--- Given text ---

Genco Shipping & Trading Limited

Executive Officer Restricted Stock Unit Grant Agreement

 

THIS AGREEMENT, made as of February 27, 2018, between GENCO SHIPPING & TRADING LIMITED (the “Company”) and Arthur L. Regan (the “Participant”).

 

WHEREAS, the Company has adopted and maintains the Genco Shipping & Trading Limited Amended and Restated 2015 Equity Incentive Plan (the “Plan”) to provide certain key persons, on whose initiative and efforts the successful conduct of the business of the Company depends, with incentives to: (a) enter into and remain in the service of the Company, (b) acquire a proprietary interest in the success of the Company, (c) maximize their performance and (d) enhance the long-term performance of the Company;

 

WHEREAS, the Plan provides that the Board of Directors of the Company or a committee to which the Board of Directors has delegated such authority (the Board of Directors or such committee, as applicable, the “Administrator”) shall administer the Plan and determine the key persons to whom awards shall be granted and the amount and type of such awards;

 

WHEREAS, the Administrator has determined that the purposes of the Plan would be furthered by granting the Participant an award under the Plan as set forth in this Agreement;

 

NOW, THEREFORE, in consideration of the premises and the mutual covenants hereinafter set forth, the parties hereto hereby agree as follows:

 

1.            Grant of Restricted Stock Units.  Pursuant to, and subject to, the terms and conditions set forth herein (including without limitation Section 17 hereof) and in the Plan, the Company hereby grants to the Participant 8,218 restricted stock units (the “Restricted Stock Units”).  Each Restricted Stock Unit represents the right to receive one share of Common Stock or, in the discretion of the Administrator, an amount of cash equal to the Fair Market Value of such share of Common Stock, subject to the terms and conditions set forth in this Agreement and the Plan.

2.            Grant Date.  The Grant Date of the Restricted Stock Units is February 27, 2018.

3.            Incorporation of Plan.  All terms, conditions and restrictions of the Plan are incorporated herein and made part hereof as if stated herein.  If there is any conflict between the terms and conditions of the Plan and this Agreement, the terms and conditions of the Plan, as interpreted by the Administrator, shall govern.  Except as otherwise provided herein, all capitalized terms used herein shall have the meaning given to such terms in the Plan.

4.            Vesting.

(a)          Subject to Section 4(b) and Section 6 hereof and the further provisions of this Agreement,  1/3 of the total number of Restricted Stock Units shall vest on each of the first three anniversaries of February 27, 2018 (rounding down to the nearest whole Restricted Stock Unit on each of the first two anniversaries and rounding up on the third anniversary) (each such date, a “Vesting Date”), in each case subject to the Participant’s continued service with the Company on the applicable Vesting Date.

(b)          In the event of the occurrence of a Change in Control, the Restricted Stock Units shall become vested in full on the date six months after the date of such Change in Control (to the extent not previously vested in accordance with Section 4(a), Section 6(b), or Section 6(c)), subject to the Participant’s continued service with the Company on the vesting date; provided, however, that if this award is not assumed, continued or substituted for an equivalent award by the acquirer in such Change in Control, then the Restricted Stock Units shall become vested in full upon the consummation of the Change in Control.

--- Records supplied ---

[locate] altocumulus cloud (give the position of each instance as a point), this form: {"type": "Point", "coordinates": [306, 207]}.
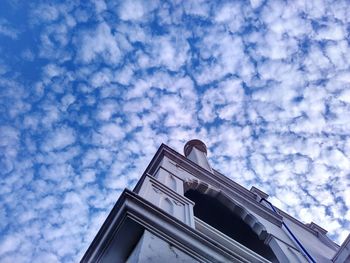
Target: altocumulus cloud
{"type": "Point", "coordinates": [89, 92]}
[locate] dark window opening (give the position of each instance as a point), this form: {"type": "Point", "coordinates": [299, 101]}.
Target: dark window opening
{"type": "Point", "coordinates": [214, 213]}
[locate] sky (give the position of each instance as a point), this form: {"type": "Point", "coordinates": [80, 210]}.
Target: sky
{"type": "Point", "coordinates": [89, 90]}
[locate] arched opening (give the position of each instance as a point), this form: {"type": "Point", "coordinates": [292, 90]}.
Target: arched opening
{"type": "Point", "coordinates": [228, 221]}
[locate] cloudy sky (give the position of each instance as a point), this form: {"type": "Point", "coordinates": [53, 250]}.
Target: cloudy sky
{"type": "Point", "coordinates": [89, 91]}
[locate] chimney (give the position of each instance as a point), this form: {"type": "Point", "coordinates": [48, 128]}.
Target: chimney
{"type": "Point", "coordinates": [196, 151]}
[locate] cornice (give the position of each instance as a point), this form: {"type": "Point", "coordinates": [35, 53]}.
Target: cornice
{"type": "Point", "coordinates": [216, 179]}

---
--- Records supplied ---

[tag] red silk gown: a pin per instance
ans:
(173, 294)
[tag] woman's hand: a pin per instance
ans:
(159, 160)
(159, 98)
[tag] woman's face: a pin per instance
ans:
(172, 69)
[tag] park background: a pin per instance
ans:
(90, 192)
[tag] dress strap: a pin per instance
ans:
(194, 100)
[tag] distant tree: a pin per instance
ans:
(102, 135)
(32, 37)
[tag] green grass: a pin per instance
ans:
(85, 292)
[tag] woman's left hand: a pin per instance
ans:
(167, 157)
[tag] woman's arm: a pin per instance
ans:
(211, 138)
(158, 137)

---

_Your goal_
Reproduce verbatim the part of the grant agreement above that opens with the words containing "1.            Grant of Restricted" and closes with "and the Plan.".

_Final answer_
1.            Grant of Restricted Stock Units.  Pursuant to, and subject to, the terms and conditions set forth herein (including without limitation Section 17 hereof) and in the Plan, the Company hereby grants to the Participant 8,218 restricted stock units (the “Restricted Stock Units”).  Each Restricted Stock Unit represents the right to receive one share of Common Stock or, in the discretion of the Administrator, an amount of cash equal to the Fair Market Value of such share of Common Stock, subject to the terms and conditions set forth in this Agreement and the Plan.